Required task. In the entries below, replace each "drop one point" with "place a single point" and keep every other word unchanged.

Object pointing dataset rows:
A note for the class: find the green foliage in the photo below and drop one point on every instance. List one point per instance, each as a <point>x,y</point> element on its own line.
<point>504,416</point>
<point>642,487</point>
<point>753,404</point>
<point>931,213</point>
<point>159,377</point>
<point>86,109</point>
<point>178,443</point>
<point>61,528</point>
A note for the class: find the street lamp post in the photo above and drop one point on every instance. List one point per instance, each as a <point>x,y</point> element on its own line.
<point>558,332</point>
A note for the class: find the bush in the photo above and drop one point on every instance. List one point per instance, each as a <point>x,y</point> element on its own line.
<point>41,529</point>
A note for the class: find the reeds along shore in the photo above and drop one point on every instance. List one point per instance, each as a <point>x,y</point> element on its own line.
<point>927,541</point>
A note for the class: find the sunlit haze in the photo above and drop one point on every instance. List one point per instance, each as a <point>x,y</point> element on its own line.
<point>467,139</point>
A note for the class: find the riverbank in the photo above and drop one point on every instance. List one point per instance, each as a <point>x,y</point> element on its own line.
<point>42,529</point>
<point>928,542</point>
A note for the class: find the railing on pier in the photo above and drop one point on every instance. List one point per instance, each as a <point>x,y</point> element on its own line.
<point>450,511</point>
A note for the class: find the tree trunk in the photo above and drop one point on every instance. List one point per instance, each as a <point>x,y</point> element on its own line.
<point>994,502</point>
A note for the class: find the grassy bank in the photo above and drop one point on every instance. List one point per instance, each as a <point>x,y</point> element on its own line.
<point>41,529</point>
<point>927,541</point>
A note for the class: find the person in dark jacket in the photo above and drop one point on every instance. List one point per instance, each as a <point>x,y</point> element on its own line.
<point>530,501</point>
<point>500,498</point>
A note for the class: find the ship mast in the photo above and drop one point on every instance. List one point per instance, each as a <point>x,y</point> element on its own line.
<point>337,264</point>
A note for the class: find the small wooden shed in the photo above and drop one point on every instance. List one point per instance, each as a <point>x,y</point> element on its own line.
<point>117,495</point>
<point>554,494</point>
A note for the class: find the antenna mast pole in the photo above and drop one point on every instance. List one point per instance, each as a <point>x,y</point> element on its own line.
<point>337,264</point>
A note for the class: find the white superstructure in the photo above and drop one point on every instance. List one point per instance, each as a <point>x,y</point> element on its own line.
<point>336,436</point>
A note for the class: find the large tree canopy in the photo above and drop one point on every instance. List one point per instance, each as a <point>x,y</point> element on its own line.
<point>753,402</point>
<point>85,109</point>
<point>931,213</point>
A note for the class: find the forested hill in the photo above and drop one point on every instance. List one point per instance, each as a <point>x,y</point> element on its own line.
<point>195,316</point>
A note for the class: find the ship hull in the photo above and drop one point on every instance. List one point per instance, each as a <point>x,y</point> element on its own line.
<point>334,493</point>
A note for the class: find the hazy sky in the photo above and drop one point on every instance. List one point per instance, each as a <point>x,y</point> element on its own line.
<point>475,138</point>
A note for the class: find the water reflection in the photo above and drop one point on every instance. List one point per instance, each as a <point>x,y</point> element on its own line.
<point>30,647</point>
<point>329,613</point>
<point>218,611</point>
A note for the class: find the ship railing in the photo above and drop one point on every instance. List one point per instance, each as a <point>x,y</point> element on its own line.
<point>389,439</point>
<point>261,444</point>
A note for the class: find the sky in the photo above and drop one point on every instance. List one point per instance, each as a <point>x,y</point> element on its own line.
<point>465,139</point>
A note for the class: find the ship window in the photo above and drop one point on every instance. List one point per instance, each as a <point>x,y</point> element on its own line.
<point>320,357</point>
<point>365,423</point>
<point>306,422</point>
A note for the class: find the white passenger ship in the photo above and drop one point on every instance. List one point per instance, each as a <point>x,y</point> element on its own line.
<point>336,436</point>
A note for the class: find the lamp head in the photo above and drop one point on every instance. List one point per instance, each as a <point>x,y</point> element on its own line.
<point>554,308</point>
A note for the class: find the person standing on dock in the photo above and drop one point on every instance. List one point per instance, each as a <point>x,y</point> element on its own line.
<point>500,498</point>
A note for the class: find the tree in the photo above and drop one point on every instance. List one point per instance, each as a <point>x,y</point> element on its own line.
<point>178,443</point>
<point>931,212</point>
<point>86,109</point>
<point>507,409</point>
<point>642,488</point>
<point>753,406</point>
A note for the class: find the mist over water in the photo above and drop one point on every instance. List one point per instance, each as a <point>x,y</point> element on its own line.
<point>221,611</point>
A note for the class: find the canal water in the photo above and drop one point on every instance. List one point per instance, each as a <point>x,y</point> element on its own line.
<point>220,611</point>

Output of the task.
A note for the class: find the green foliage in the photo below and place a single point on every instance. List one point per instance, each as a <point>x,y</point> element on its own line.
<point>504,416</point>
<point>642,487</point>
<point>753,404</point>
<point>931,213</point>
<point>159,377</point>
<point>86,109</point>
<point>178,443</point>
<point>61,528</point>
A note for the class: find the street lamp post in the photo above and place a single point on every instance. List one point per instance, each as a <point>x,y</point> element on its own line.
<point>558,332</point>
A note for the class: find the bush in the photo above and place a single point on every instance. List one point per instance, each as a <point>x,y</point> element on its own line.
<point>41,529</point>
A note for the class: find the reeds along shore in the photo above and place a single point on every instance. List one point per instance, each as a <point>x,y</point> element on its own line.
<point>927,541</point>
A note for the class: find the sunlit haze in the photo above and place a single point on every instance. List one point per instance, each as a <point>x,y</point> element on its own line.
<point>467,139</point>
A note for the class: find the riverbank in the photo above and place a single point on every instance. List one point per instance, each as a <point>x,y</point> element on its own line.
<point>42,529</point>
<point>928,542</point>
A note for the class: find the railing on pier in the photo above and place a single point on every instance. List one point per instance, each as a <point>x,y</point> element on its own line.
<point>450,511</point>
A note for the class: find the tree trunk in the photo above and place a single point on every instance. List one point per instance, each as a <point>x,y</point> element on its own line.
<point>994,502</point>
A note for the class: find the grassy bank in the photo above and place a single point on every instance. List one point per instance, each as a <point>x,y</point> element on its own line.
<point>41,529</point>
<point>927,541</point>
A note for the class: find the person in dark jacket in the photo above and place a single point on every instance. List one point per instance, each as a <point>x,y</point> element on its own line.
<point>530,501</point>
<point>500,498</point>
A note for the class: find the ship mast in the photo above and place a single point on every instance. List one point per instance, each as a <point>x,y</point> element on its own line.
<point>337,264</point>
A note for the class: find the small wooden shed in the photo above and place a single point on every instance. List one point per instance, each as a <point>x,y</point> element on its own line.
<point>117,495</point>
<point>554,494</point>
A note for the class: find the antenna mast pole in the photo above and place a single point on every instance. List one point per instance, each as a <point>x,y</point> element on its own line.
<point>337,264</point>
A note for the class: find the white superstructure in the photo above and place a single point on every instance. List one point per instance, each as a <point>x,y</point> element on its own line.
<point>336,436</point>
A note for the class: find the large tree canopy in the photo above and place a single point on every instance. List one point per instance, each as a <point>x,y</point> element on its own line.
<point>753,402</point>
<point>85,109</point>
<point>931,213</point>
A note for the class: find the forested hill in the photo above and place a single point on every instance. List one point per instance, each as a <point>x,y</point> element on its own line.
<point>195,316</point>
A note for the class: find the ship hull in the photo above and place a single point on every instance. List one point per instance, each as a <point>x,y</point> element on its own line.
<point>334,493</point>
A note for the class: find the hazy sky in the photo above and place a single point on every instance. List one point per instance, each as a <point>x,y</point> element on its own line.
<point>475,138</point>
A note for the class: find the water reflection in the photo above and place a single point on every instance. List one point per instance, each as a <point>x,y</point> element on its own line.
<point>30,647</point>
<point>329,613</point>
<point>218,611</point>
A note for the class: find the ship railing in the photo above and place a single point on every instance. List one point per instance, each as a <point>x,y</point> element on its own line.
<point>389,439</point>
<point>261,444</point>
A note for the class: find the sky in the photo above and place a single point on every instance. List one point per instance, each as a <point>x,y</point> element on its own line.
<point>465,139</point>
A note for the class: find the ship window in the photo above and place a single point on every instance. List one point per instance, each as a <point>x,y</point> element on its own line.
<point>320,357</point>
<point>365,423</point>
<point>306,422</point>
A note for the class: find the white passenger ship in the photo above and place a single point on every instance. List one point per instance, each as a <point>x,y</point> element on its own line.
<point>336,436</point>
A note for the class: find the lamp head in the photo above and place a single point on every instance. List one point per instance, each as a <point>x,y</point> element on its own line.
<point>554,308</point>
A note for the class: find the person standing on dock in the photo above and place a single point on every instance. List one point per instance, each as a <point>x,y</point> element on its own line.
<point>500,498</point>
A note for the class: find the tree in the photo above and place a single point on every instance. List one point per instance, each as a <point>x,y</point> element on its own line.
<point>178,443</point>
<point>931,212</point>
<point>86,109</point>
<point>507,409</point>
<point>642,488</point>
<point>753,406</point>
A note for the class: find the mist over water in the photo above and place a single point on every instance. List one point per instance, each as a <point>x,y</point> element on its own line.
<point>221,611</point>
A note for the class: find the canal water in the photo above and place a single point on every instance. List one point per instance, each as a <point>x,y</point> element on its own line.
<point>220,611</point>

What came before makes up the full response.